Coordinate annotation records:

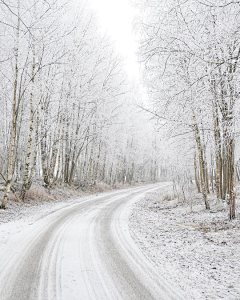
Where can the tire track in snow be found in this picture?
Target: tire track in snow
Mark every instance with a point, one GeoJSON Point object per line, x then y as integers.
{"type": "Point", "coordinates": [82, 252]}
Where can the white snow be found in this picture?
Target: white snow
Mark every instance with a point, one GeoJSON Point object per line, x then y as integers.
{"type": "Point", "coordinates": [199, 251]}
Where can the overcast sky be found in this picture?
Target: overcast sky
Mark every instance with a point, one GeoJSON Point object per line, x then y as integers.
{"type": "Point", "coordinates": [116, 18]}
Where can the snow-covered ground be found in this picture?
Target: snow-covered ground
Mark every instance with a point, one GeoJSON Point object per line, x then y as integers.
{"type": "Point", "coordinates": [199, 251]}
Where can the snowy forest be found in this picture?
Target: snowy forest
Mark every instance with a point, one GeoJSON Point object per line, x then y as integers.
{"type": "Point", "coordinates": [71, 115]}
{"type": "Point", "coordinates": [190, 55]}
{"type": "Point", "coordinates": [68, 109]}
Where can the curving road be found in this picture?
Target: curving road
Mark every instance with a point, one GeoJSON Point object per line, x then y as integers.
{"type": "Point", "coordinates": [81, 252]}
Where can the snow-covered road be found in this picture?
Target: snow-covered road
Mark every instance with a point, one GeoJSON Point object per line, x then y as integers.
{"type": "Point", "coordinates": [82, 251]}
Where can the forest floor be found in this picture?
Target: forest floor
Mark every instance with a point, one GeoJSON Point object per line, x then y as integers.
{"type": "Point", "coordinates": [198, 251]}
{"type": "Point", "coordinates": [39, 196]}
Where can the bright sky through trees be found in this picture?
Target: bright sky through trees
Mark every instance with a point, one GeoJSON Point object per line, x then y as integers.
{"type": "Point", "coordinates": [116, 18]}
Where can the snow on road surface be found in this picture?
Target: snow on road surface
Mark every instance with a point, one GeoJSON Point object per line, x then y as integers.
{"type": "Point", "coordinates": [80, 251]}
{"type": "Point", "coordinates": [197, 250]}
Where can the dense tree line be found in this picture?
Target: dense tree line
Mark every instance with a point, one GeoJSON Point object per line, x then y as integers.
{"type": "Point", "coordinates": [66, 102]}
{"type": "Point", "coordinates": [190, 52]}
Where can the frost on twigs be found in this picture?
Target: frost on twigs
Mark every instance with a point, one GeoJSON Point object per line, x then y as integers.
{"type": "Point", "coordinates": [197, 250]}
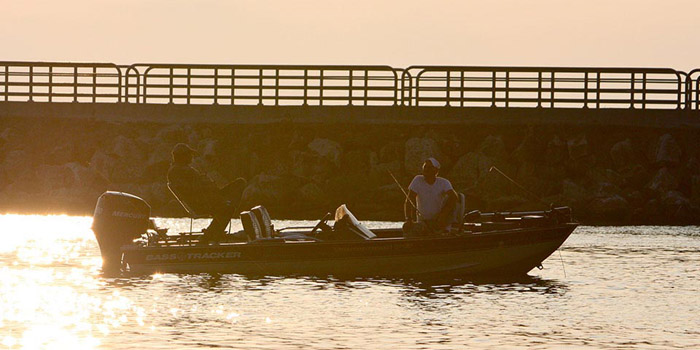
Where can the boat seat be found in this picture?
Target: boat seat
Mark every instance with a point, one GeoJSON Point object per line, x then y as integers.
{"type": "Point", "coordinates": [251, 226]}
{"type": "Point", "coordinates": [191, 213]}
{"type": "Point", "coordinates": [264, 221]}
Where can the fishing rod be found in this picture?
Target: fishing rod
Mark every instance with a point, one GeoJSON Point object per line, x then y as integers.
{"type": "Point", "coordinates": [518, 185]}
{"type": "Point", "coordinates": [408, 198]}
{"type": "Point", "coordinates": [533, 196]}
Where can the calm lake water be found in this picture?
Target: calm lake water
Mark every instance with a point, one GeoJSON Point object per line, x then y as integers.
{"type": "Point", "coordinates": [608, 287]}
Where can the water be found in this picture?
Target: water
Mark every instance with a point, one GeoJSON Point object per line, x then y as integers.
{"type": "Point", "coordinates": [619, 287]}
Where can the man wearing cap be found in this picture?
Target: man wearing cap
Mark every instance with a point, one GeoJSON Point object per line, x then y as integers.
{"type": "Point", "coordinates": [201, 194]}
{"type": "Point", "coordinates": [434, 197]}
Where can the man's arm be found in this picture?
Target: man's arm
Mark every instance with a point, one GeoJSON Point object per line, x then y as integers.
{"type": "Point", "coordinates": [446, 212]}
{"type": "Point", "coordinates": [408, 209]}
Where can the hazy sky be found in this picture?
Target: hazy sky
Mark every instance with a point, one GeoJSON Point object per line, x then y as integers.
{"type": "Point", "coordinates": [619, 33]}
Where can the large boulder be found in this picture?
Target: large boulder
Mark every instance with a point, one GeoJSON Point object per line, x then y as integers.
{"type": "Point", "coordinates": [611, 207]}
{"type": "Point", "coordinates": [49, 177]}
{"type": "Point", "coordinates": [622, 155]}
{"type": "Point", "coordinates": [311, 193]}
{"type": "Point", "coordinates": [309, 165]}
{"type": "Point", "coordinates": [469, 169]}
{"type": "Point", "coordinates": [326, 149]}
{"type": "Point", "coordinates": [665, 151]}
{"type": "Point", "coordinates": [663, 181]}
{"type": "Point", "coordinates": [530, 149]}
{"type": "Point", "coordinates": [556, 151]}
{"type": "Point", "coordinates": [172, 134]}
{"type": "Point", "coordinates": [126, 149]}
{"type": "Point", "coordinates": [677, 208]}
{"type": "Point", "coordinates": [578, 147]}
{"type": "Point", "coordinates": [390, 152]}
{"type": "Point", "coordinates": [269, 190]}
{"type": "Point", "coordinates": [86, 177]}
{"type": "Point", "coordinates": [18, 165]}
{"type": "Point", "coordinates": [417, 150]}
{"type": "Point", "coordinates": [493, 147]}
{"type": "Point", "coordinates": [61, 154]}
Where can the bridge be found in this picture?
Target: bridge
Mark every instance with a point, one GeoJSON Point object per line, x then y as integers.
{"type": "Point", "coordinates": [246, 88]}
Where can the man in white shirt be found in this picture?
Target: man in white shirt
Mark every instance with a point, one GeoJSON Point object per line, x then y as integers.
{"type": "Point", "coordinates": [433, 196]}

_EXERCISE BRIEF_. Leave out the pictures and reproduce the rest of the listing exactly.

_RESPONSE TO THIS TASK_.
Where can the tire track in snow be found in this picture?
Target: tire track in snow
Mark every instance with a point, one GeoJSON Point object per line, x then y as integers.
{"type": "Point", "coordinates": [82, 252]}
Where can the white snow be found in this picture?
Target: white snow
Mark every instance with a point, one GeoJSON Point object per line, x then y as integers.
{"type": "Point", "coordinates": [199, 251]}
Where can the overcast sky be found in this picture?
Target: overcast sky
Mark every instance with a point, one GeoJSON Point object per line, x then y as integers.
{"type": "Point", "coordinates": [116, 18]}
Where can the snow-covered ground be found in this picture?
Target: snow-covered ground
Mark every instance with a point, one GeoJSON Point object per line, x then y as integers.
{"type": "Point", "coordinates": [199, 251]}
Where can the snowy forest be found in this picture?
Target: snowy forest
Mark every instance with a point, one GeoJSON Point object per line, x then y as integers.
{"type": "Point", "coordinates": [71, 115]}
{"type": "Point", "coordinates": [190, 55]}
{"type": "Point", "coordinates": [68, 109]}
Where can the curving road be found in this picture?
Target: curving road
Mark every instance with a point, one GeoJSON Point object per line, x then y as integers.
{"type": "Point", "coordinates": [81, 252]}
Where can the snow-covered road be found in this picture?
Target: snow-covered road
Mark every instance with a point, one GeoJSON Point object per line, x then y as integers.
{"type": "Point", "coordinates": [82, 251]}
Where can the forest floor be found in this picture?
Target: forest floor
Mark every instance with a point, one GeoJSON Point object per line, x then y as integers.
{"type": "Point", "coordinates": [198, 251]}
{"type": "Point", "coordinates": [39, 196]}
Where can the bright sky through trees be found in this picture?
Target: bright sky through trees
Mark every instance with a point, one GeoJSON Point object per line, x then y as integers.
{"type": "Point", "coordinates": [116, 18]}
Where can the snow on road surface be found in this picture?
Target: snow on road surface
Mark every instance with a point, one GeoJSON Point object per line, x then y as integers.
{"type": "Point", "coordinates": [80, 251]}
{"type": "Point", "coordinates": [197, 250]}
Where can the dense tree line be found in this picture?
Target: dense tree line
Mark every instance with a point, one GeoJSON Point object per line, x then y as integers.
{"type": "Point", "coordinates": [66, 102]}
{"type": "Point", "coordinates": [190, 52]}
Where can the frost on twigs be found in this picture?
Target: frost on twigs
Mark every instance with a point, one GeoJSON Point object per line, x then y as integers.
{"type": "Point", "coordinates": [197, 250]}
Where can the boat seat be found in this picture?
Target: boat seat
Mark every instance with a point, one GeoJSON Point object per line, x then y as integers.
{"type": "Point", "coordinates": [251, 226]}
{"type": "Point", "coordinates": [191, 213]}
{"type": "Point", "coordinates": [264, 221]}
Where can the fishing rod be found in this picture?
Target: fishing rod
Mark every instance with a point, one GeoJSON Point object per line, x then y as integers.
{"type": "Point", "coordinates": [518, 185]}
{"type": "Point", "coordinates": [408, 198]}
{"type": "Point", "coordinates": [533, 196]}
Where can the calm lake water be found in this picture?
Target: calm lake water
Mark every instance with a point, one GeoJSON Point object per line, x then y as integers.
{"type": "Point", "coordinates": [608, 287]}
Where can the water be found in this picture?
Target: water
Mark every instance with a point, one GeoJSON Point object per line, x then y as integers.
{"type": "Point", "coordinates": [619, 287]}
Where can the man wearing cap be found in this picture?
Target: man wearing cap
Mark every instance with a point, one GeoJSON Point object per line, x then y as integers.
{"type": "Point", "coordinates": [201, 194]}
{"type": "Point", "coordinates": [434, 197]}
Where can the man's arm be found in this picture?
Target: man's arm
Mark every instance with a point, one GeoJSON Point object per line, x then y as integers.
{"type": "Point", "coordinates": [446, 212]}
{"type": "Point", "coordinates": [408, 209]}
Where can the hazy sky be found in this picture?
Target: hazy sky
Mark every instance with a point, one GeoJSON Point object per line, x then y as integers.
{"type": "Point", "coordinates": [619, 33]}
Where can the large boulder be found in this picture?
Target: large boulder
Mark every instance with a point, one GeoJSON Point object per line, x then y as integers.
{"type": "Point", "coordinates": [611, 207]}
{"type": "Point", "coordinates": [49, 177]}
{"type": "Point", "coordinates": [622, 155]}
{"type": "Point", "coordinates": [311, 193]}
{"type": "Point", "coordinates": [309, 165]}
{"type": "Point", "coordinates": [469, 169]}
{"type": "Point", "coordinates": [326, 149]}
{"type": "Point", "coordinates": [665, 151]}
{"type": "Point", "coordinates": [663, 181]}
{"type": "Point", "coordinates": [530, 149]}
{"type": "Point", "coordinates": [556, 151]}
{"type": "Point", "coordinates": [172, 134]}
{"type": "Point", "coordinates": [126, 149]}
{"type": "Point", "coordinates": [677, 208]}
{"type": "Point", "coordinates": [578, 147]}
{"type": "Point", "coordinates": [390, 152]}
{"type": "Point", "coordinates": [269, 190]}
{"type": "Point", "coordinates": [86, 177]}
{"type": "Point", "coordinates": [18, 165]}
{"type": "Point", "coordinates": [417, 150]}
{"type": "Point", "coordinates": [493, 147]}
{"type": "Point", "coordinates": [61, 154]}
Where can the bridge be found in this picture?
Target: bridge
Mark every instance with a point, one GeoJSON Point object per line, x then y as integers.
{"type": "Point", "coordinates": [246, 88]}
Where can the man in white shirt be found in this picture?
Target: man in white shirt
Mark every instance with a point, one GeoJSON Point object per line, x then y as integers.
{"type": "Point", "coordinates": [433, 196]}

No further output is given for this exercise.